**Task list:**
**A.** In the leadership webinar text, what webinar series was the discussion part of?
**B.** Continue the leadership webinar text from its final line.

**Document text:**

* * * *

I recently joined Steve Vamos, CEO of Xero, Ali Akl, owner of Toby’s Estate, Sam Marciana, Founder & CEO of TIKS, and host and facilitator Rebekah Campbell, as part of the City of Sydney Reboot webinar series, discussing leadership in the post-Covid future.
I asked Steve Vamos three questions. Here they are, with his answers.
How do you build a high-performing, best-talent leadership team?
“At the heart is you – the CEO or business owner, and you have to decide that this is a critical function that you are accountable for. This is one of the challenges I think founders and leaders face. They focus on what they do every day, but as they grow and attract a range of people and talent, all of a sudden they have interesting dynamics and complex challenges as more and more people join the team. And I think that’s really one of the points in the journey where a founder or CEO has to decide whether they really have an interest in being that head coach, a team leader who really is going to care about that aspect of the business.
“You want to make sure everyone on the team is excited and committed to the purpose of your organization. So getting clarity of purpose, and aligning each person on the team, is important. I think then you look at the priorities, and the value of behaviours, and really make sure that the kind of work you want to get done fits with the people on your team. On top of that, you’ve got the relationships. But the reason why it’s important is that the more people who deal with you, or deal with people who work with you, who are positive about your environment, the bigger your momentum.”
How do you scale in the growth stage, maybe even ahead of profitability, which Xero has done well?

* * * *

Image point grounding data
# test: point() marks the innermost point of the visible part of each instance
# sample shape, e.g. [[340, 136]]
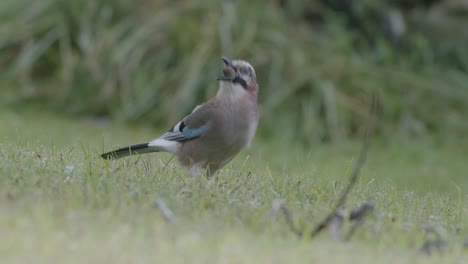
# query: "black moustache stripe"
[[240, 81]]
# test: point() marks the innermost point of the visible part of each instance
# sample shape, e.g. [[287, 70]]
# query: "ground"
[[59, 202]]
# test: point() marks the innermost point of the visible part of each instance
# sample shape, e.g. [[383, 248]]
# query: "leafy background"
[[318, 62]]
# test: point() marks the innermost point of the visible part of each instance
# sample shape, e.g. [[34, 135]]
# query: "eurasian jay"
[[216, 131]]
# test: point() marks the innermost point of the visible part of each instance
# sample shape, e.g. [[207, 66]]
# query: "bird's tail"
[[130, 150]]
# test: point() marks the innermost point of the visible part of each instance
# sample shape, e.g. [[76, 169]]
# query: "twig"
[[290, 221], [357, 169]]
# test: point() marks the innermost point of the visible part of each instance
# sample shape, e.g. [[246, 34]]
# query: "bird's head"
[[238, 77]]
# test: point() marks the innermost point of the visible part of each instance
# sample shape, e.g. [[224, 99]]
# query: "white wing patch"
[[164, 145]]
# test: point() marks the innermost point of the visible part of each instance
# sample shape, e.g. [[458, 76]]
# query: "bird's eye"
[[246, 71]]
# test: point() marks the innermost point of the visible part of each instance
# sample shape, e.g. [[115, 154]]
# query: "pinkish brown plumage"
[[216, 131]]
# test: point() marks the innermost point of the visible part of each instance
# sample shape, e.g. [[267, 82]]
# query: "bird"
[[214, 132]]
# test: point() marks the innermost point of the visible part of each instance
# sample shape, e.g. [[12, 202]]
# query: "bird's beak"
[[227, 61], [229, 71]]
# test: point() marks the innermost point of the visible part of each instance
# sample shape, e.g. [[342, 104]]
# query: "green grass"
[[59, 202]]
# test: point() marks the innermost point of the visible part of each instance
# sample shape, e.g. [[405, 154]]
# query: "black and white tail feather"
[[168, 142]]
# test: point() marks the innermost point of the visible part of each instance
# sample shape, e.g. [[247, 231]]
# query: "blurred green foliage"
[[317, 62]]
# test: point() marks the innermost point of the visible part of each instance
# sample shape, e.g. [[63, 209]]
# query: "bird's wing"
[[193, 125]]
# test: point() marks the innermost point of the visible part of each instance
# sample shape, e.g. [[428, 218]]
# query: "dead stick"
[[357, 168]]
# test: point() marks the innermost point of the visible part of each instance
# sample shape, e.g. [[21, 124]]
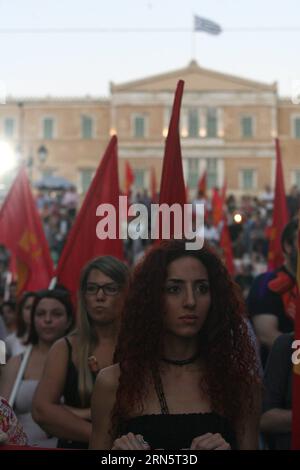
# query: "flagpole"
[[193, 41]]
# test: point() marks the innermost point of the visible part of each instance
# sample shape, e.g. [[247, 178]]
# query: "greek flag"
[[202, 24]]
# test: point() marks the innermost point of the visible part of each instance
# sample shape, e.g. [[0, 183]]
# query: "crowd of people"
[[155, 350]]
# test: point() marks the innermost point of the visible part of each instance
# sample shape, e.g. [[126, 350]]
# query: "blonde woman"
[[51, 318], [74, 362]]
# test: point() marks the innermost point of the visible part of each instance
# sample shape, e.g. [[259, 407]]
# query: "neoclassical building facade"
[[228, 125]]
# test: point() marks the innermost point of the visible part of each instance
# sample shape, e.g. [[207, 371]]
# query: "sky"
[[77, 64]]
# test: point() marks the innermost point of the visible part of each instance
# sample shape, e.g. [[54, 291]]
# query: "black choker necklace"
[[181, 362]]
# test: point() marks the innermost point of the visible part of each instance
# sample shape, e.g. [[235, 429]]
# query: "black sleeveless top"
[[176, 431], [72, 398]]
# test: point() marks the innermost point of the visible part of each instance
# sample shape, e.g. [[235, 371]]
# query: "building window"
[[211, 123], [9, 127], [86, 127], [139, 126], [86, 177], [47, 173], [48, 128], [139, 179], [247, 126], [192, 173], [297, 128], [193, 123], [212, 176], [247, 181]]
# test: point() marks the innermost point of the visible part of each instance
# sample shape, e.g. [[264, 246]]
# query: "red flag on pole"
[[21, 231], [172, 187], [280, 215], [296, 368], [82, 243], [129, 178], [202, 183], [217, 203], [153, 185]]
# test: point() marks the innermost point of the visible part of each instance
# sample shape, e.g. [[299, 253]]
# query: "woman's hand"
[[130, 442], [210, 441]]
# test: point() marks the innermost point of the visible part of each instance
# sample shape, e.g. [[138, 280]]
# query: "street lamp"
[[42, 153]]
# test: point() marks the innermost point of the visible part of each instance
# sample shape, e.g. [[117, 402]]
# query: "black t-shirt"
[[278, 385]]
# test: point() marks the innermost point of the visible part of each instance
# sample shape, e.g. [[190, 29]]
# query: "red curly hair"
[[224, 342]]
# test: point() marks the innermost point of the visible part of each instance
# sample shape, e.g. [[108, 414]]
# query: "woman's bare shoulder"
[[109, 377]]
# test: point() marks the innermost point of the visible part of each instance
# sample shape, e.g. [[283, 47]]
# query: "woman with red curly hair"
[[187, 374]]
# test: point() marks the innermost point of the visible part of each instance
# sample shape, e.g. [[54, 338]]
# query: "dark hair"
[[21, 325], [63, 297], [288, 233], [224, 340], [9, 303], [108, 265]]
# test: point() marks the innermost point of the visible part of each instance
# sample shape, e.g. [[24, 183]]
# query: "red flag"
[[217, 203], [280, 215], [296, 368], [172, 187], [83, 244], [129, 178], [153, 185], [202, 183], [226, 245], [21, 231]]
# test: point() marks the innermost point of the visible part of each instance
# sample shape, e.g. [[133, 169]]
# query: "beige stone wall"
[[69, 153], [262, 122]]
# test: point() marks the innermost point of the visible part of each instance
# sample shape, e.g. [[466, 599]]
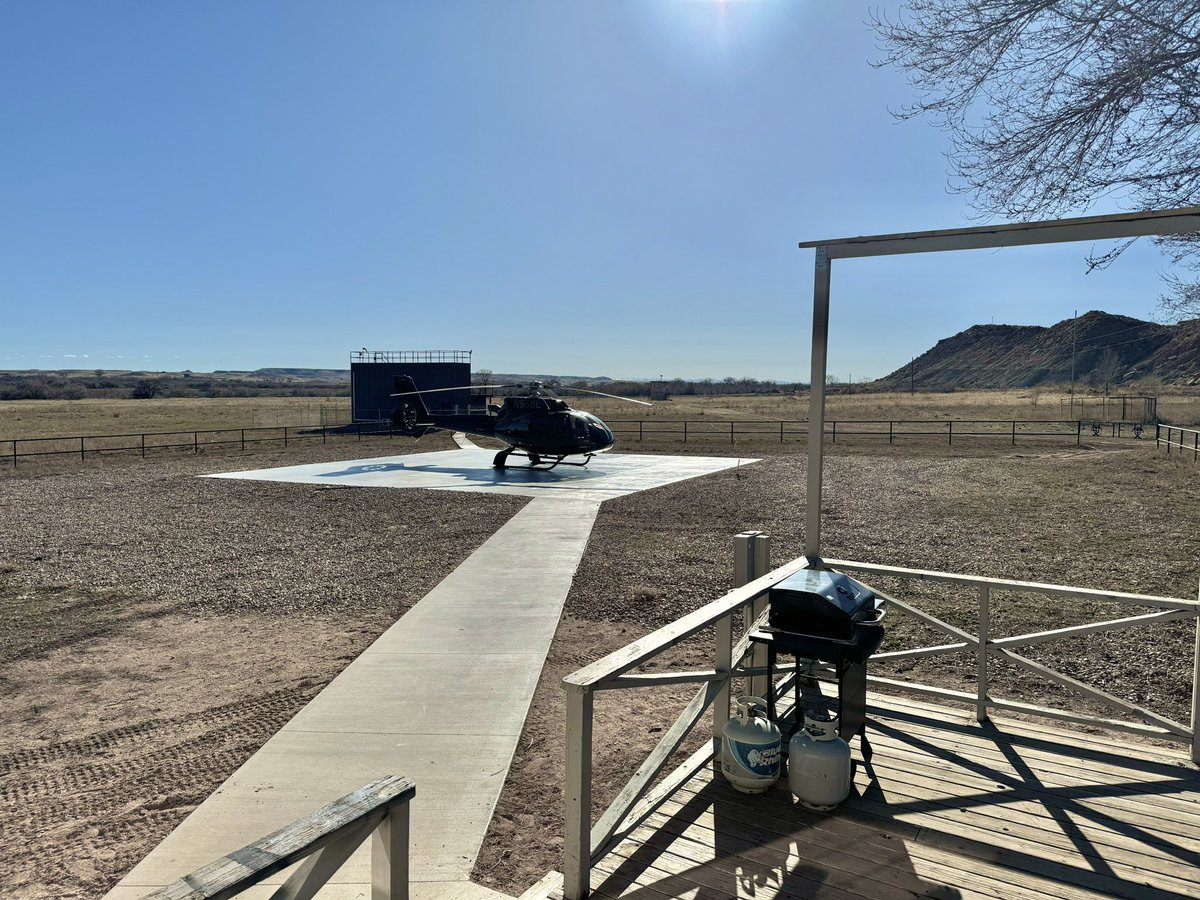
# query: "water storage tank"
[[819, 762], [751, 748]]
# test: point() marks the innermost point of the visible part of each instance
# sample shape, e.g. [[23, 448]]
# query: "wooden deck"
[[942, 808]]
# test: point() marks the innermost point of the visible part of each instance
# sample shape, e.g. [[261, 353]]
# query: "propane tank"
[[819, 762], [751, 748]]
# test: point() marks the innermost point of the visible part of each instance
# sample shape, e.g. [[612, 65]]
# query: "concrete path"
[[442, 696]]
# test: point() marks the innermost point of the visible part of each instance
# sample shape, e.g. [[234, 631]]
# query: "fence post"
[[577, 795], [984, 624]]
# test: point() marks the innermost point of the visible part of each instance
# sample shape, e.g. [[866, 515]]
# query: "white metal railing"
[[1182, 439], [586, 841], [323, 840], [735, 657]]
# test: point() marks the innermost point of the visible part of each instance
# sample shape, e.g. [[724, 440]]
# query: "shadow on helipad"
[[471, 469]]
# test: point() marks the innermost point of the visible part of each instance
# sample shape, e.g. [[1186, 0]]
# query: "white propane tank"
[[751, 748], [819, 762]]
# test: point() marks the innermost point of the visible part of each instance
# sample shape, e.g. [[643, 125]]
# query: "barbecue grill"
[[826, 617]]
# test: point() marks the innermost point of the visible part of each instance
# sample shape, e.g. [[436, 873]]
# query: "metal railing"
[[1182, 439], [736, 658], [323, 840], [12, 450], [892, 429]]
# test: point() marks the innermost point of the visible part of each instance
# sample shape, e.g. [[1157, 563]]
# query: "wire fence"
[[196, 441], [1181, 441], [891, 430]]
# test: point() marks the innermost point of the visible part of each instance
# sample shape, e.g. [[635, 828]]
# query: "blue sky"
[[595, 187]]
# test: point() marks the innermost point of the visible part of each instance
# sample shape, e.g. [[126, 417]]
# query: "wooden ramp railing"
[[323, 840]]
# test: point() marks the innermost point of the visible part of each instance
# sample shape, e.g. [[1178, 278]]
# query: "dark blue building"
[[372, 373]]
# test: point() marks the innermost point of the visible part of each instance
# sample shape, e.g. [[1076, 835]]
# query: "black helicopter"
[[538, 425]]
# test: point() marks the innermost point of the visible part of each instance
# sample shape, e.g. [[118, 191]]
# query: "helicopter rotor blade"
[[615, 396]]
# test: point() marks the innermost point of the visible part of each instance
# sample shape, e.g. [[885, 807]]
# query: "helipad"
[[471, 469]]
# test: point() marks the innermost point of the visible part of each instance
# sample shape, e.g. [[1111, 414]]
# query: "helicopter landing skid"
[[535, 461]]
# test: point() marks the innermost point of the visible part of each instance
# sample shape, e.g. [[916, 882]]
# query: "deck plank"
[[945, 809]]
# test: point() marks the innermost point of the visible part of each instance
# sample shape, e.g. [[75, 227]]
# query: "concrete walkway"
[[441, 697]]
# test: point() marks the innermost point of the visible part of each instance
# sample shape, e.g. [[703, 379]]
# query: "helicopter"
[[538, 425]]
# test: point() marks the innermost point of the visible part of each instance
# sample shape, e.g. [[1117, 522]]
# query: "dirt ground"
[[157, 628]]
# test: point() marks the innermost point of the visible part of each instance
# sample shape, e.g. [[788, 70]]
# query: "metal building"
[[373, 371]]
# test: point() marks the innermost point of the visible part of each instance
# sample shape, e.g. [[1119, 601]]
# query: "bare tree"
[[1108, 369], [1054, 103]]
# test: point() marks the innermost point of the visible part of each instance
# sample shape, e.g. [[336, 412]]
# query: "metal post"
[[723, 661], [984, 624], [577, 795], [816, 402], [389, 856], [751, 559]]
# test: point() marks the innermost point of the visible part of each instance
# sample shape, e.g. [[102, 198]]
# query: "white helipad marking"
[[471, 469], [442, 696]]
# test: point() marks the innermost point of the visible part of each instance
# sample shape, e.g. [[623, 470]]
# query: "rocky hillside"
[[1116, 348]]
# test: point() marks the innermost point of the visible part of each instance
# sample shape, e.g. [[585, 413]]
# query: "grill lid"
[[840, 592]]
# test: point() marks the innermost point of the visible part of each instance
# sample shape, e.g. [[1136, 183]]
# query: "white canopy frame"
[[1087, 228]]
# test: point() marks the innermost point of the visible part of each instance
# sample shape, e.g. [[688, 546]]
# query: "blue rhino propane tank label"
[[757, 759]]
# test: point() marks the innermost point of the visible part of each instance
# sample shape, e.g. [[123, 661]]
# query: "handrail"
[[586, 843], [324, 840]]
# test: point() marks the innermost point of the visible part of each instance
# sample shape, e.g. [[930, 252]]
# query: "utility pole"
[[1073, 319]]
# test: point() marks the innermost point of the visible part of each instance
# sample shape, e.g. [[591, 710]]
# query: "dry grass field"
[[157, 628]]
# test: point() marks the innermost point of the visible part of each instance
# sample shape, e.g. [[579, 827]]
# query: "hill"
[[1032, 355]]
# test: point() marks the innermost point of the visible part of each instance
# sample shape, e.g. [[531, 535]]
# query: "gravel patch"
[[157, 628]]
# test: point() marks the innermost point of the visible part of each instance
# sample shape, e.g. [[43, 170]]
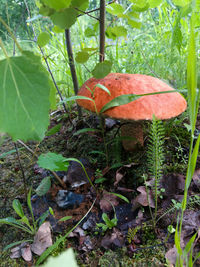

* * * *

**Answers to the tasks:**
**A.** The City of Sydney Reboot webinar series.

**B.**
“If you have a mindset of really looking at the team and coaching the team you’ll find that your operating model, particularly in those early years of a new business, almost runs out of steam every six to nine months. So what happens is you appoint certain people into different roles, you decide on the way you’re going to operate. And that serves you really well for six months, and then around the ninth month, you discover that the role is now outgrowing the person who’s in it, or the way your business has evolved means the way you’ve been operating has to change again. Our operating model at Xero is still evolving, I think pretty much on an annual basis. So if you’re growing fast, that is the challenge of growth. You always have to be open-minded about needing different capabilities, or needing to change the way you’re operating.”
What’s your advice about finding the right partners and distribution channels? How do you go about evaluating that? How important is that to strategy?
“It’s super important. And you know, I think a big part of the magic of Xero and what it’s accomplished has been the phenomenal partnership with accountants and bookkeepers, then the work that was put into connecting with banks and getting them engaged, and they’ve been great supporters, as well of our collective customers, joint customers, and making sure that they can leverage what Xero has, and get that really working for them.
“So it is in our DNA. I think it comes down to strategy first and foremost. There has to be a good reason for pursuing partnerships because they have to be meaningful for you and for the partner. So you’ll learn very quickly whether or not you’re barking up the right tree or the wrong tree. Sometimes mistakes can lead to great outcomes, because they can probably point you in a better direction.
“So have a look at your strategy, and then from there, it’s a very human dynamic of connecting, testing, learning and adapting.
“Now, there’s no reason why you can’t start to think global about reaching customers. And you also have these amazing platforms you can leverage that reduce that cost of getting going, getting started. And what I love seeing is the way the Australian tech industry is continuing to grow and evolve with awesome businesses and entrepreneurs. That’s super-inspiring to see those successes and that development.”
Great insights from Steve, and a great opportunity to share these, and something of Digivizer’s own journey, with the audience.